#### [Estratto fornito]
* * *

E' un fiume in piena il numero 1 del Coni. "Io devo rinunciare a questo scudetto, ai cinque cerchi ed alla scritta Coni, il secondo marchio più prestigioso forse dopo la Ferrari, per un marchio che si chiama 'Sport e Salute', che se vai su internet ne trovi a centinaia. Ma vi rendete conto?" il suo sfogo che ha riscosso una standing ovation dal Consiglio nazionale. Ma bisogna rimanere ragionevoli, realisti non si devono fare battaglie inutili. Non c'è nessuna guerra. Ma non possiamo, in modo corretto, educato ed elegante, non raccontare la storia".

"Se questa riforma fosse iniziata a fine 2019 mi sarei dimesso contestualmente. E se dico che mi dimetto mi dimetto, ma io non abbandono la mia barca a cinque mesi dalle Olimpiadi. Non lo faccio, ma c'è una profonda illogicità in questo documento". "Abbiamo fatto notare - ha poi precisato Malagò - che questa riforma non è applicabile nel 2019 e ci è stato risposto che è per il 2020: peggio mi sento, nell'anno delle Olimpiadi. Io sono stato eletto per essere presidente di un altro Coni: questo Coni non lo accetto. Il problema è mostruoso, clamoroso". "È un problema - ha concluso nel suo discorso durato quasi un'ora - che nessuno dei qui presenti e degli altri stakeholder meritava. Non so cosa succedera'. Ci aggiorneremo il piu' possibile e oggi oltre a dire viva lo sport e viva l'Italia, dico anche viva il Coni".

Nella bozza della legge di Bilancio, il governo gialloverde ha inserito un provvedimento che per lo sport italiano vale la rivoluzione: la cassa non più nelle mani del Coni ma in quelle della Sport e Salute spa — una nuova società pubblica guidata da un uomo del governo — che andrebbe a rottamare la controllata Coni Servizi. La neonata Sport e Salute spa sarebbe una sorta di ministero dello Sport con, in tasca, il portafoglio del Coni. In ballo ci sono centinaia di milioni. Con la rivoluzione firmata da Giorgetti, e spinta dal M5S, non si tocca il contributo del governo (416,9 milioni) che per legge non può scendere al di sotto di 410 milioni di euro, ma sono le proporzioni a ribaltarsi: sarebbe la Sport e Salute spa, cioè il governo stesso, a distribuire alle federazioni 370 milioni, ovvero il 90% del budget complessivo; mentre al Coni sarebbero garantiti 40 milioni per il suo funzionamento e la preparazione olimpica. Una riforma che depotenzia il Coni e mette in bilico l'indipendenza dello sport dalla politica, requisito base per il Comitato Olimpico Internazionale che le Olimpiadi le assegna. Con la candidatura di Milano-Cortina che perderebbe parecchi punti nella corsa all'assegnazione dei Giochi 2026.

* * *

#### [Materiale estratto]
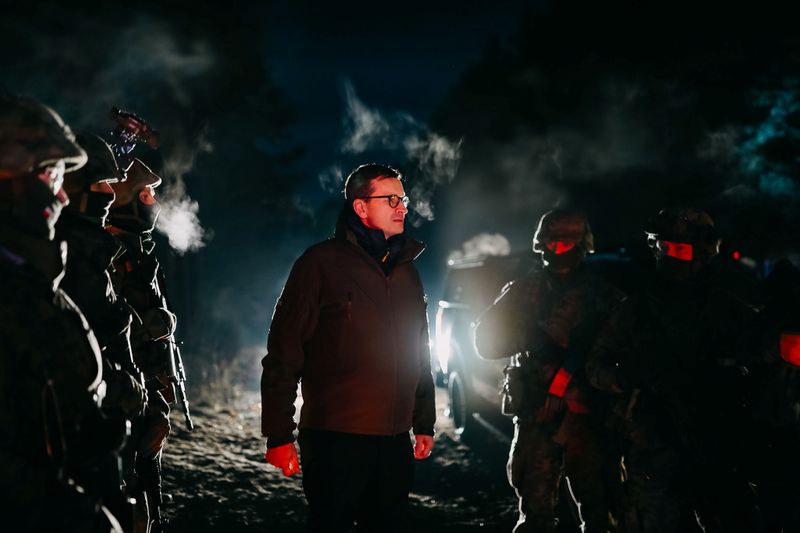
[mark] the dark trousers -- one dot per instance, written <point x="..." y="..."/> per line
<point x="356" y="479"/>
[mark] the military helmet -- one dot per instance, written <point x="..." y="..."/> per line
<point x="101" y="165"/>
<point x="564" y="225"/>
<point x="685" y="233"/>
<point x="139" y="176"/>
<point x="33" y="136"/>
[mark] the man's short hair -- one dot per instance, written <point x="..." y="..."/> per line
<point x="359" y="183"/>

* * *

#### [Compiti]
• a. Riporta tutti gli importi in milioni che l'estratto sulla riforma del Coni scrive in cifre.
• b. Secondo l'estratto sulla riforma del Coni, quanto è durato il discorso di Malagò?

#### [Soluzioni]
• a. 416,9 milioni, 410 milioni di euro, 370 milioni, 40 milioni

• b. Quasi un'ora.